→ **Dataset excerpts**:
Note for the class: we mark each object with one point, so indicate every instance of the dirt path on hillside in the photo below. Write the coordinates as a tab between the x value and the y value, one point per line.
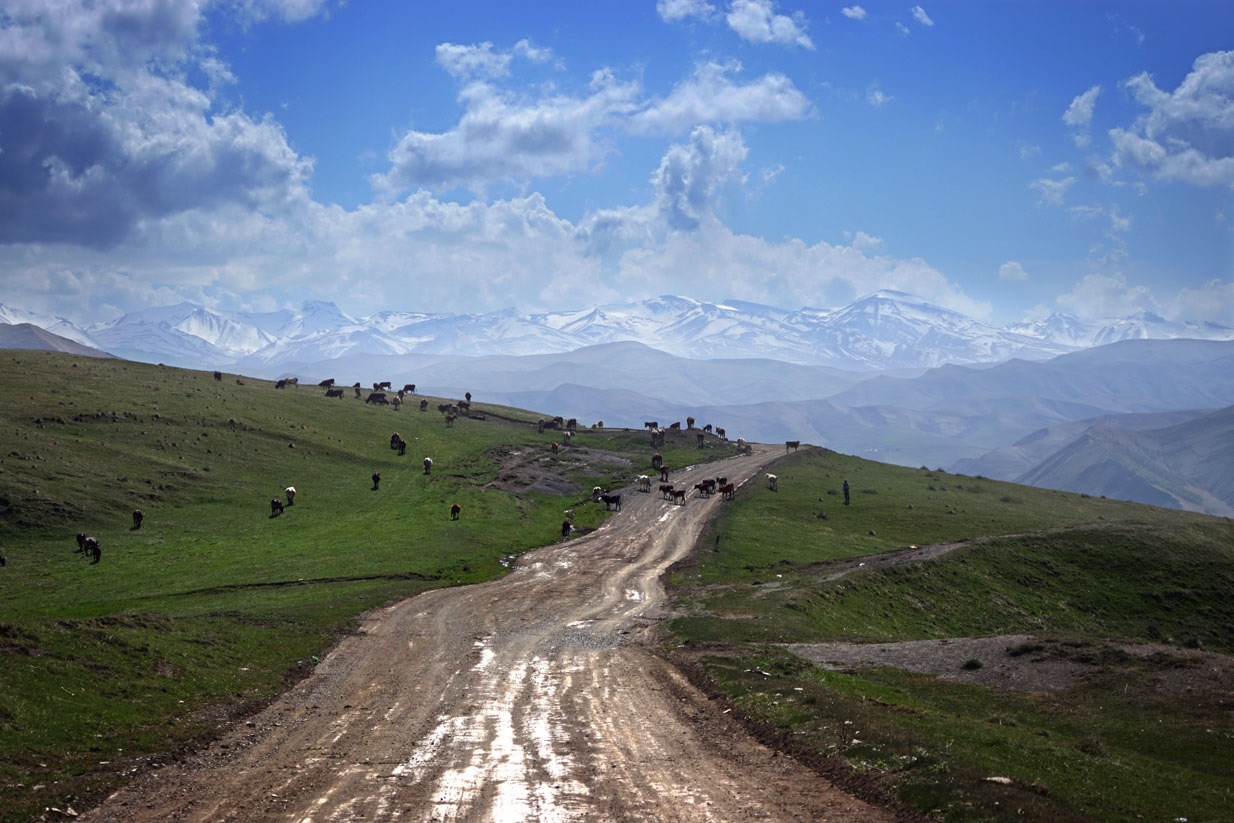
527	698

* * *

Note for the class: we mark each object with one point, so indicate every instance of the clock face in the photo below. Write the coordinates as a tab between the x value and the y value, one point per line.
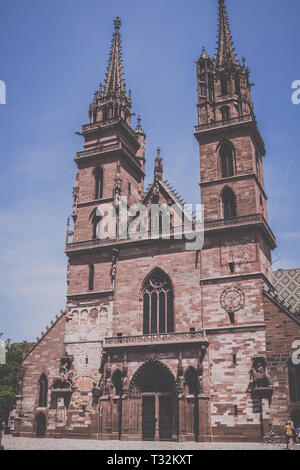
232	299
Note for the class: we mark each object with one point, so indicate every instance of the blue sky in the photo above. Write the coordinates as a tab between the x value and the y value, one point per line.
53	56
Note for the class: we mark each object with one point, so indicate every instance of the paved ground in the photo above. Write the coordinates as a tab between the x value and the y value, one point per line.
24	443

...

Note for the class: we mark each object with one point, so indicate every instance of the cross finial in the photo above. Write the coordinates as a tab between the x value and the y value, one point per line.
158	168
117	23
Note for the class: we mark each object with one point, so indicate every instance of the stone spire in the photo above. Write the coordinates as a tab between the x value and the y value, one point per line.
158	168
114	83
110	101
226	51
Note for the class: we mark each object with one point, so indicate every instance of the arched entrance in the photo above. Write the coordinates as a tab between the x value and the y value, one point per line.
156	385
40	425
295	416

→ **Exercise objective**:
Pick out every line of the rows above that contains the word "each", and copy those lines in full. Only exact-case matches count.

→ **Response to this exercise**:
Note for the class: we mark each object with one point, so indicate every instance of the dirt path on hillside in the photo below. Write the coordinates as a tab between the x value and the y value, one point per line.
Note for the class: we mark each object with one point, so indicate every instance of the clock face in the photo below. Write the coordinates as a tab between the x value and the y value, one point per line.
Note for the class: we mark each object with one point, so indicate every instance of the blue sky in the photo above. Write the coordinates as a tab between the x value and the y value, one point per line.
Note for the class: we mark each object with one point, so indicate every instance of the paved ground in the photo above. Write the coordinates as a tab between the x value and the y value, one point per line.
Note for the class: we mark each object with one point, so indicate every instance of the cross finial in the photo above. Write the coordinates as a tab between the x value and the y value, one point per line.
Note for the class: we mark each object with one point, so indicate every instance of the stone spire in the photo above. Write the coordinates as a tab between the x value and the y value, one point per line.
Note for the class: we mark each object with one point, so indicate every instance of the arched entrance in the photo above. Write the coordinates as a tab between the x value and the y value, one point per line.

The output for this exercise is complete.